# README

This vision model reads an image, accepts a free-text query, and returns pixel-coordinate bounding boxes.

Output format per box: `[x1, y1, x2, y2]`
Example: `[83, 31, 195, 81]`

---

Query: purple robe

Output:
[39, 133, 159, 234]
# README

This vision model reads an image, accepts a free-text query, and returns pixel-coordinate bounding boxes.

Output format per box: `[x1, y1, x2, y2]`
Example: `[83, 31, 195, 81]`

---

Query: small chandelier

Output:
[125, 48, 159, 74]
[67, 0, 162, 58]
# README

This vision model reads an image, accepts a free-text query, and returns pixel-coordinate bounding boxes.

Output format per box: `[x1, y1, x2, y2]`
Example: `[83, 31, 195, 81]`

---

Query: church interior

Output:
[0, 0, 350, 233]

◆ WHAT NEEDS TO BE DONE: Copy every item above word for word, from its first line to its last.

◆ FULL SOLUTION:
# README

This vision model reads an image, accepts a free-text query, and returns pixel-coordinate bounding boxes.

Output format per box: `[x1, y1, x2, y2]`
Example: `[83, 31, 195, 81]`

---

Query: purple robe

Output:
[39, 133, 159, 234]
# README

This vision model reads an image, accepts a free-text query, and returns pixel-coordinate bounding boxes.

Output format per box: `[x1, y1, x2, y2]`
Example: `[83, 31, 195, 81]`

---

Query: small chandelier

Output:
[125, 48, 159, 74]
[67, 0, 162, 58]
# README

This vision model reads an image, accepts a free-text query, and returns pixel-coordinate bounding boxes.

Output format per box: `[x1, y1, x2, y2]`
Example: `[83, 31, 195, 81]`

---

Query: church interior

Output:
[0, 0, 350, 233]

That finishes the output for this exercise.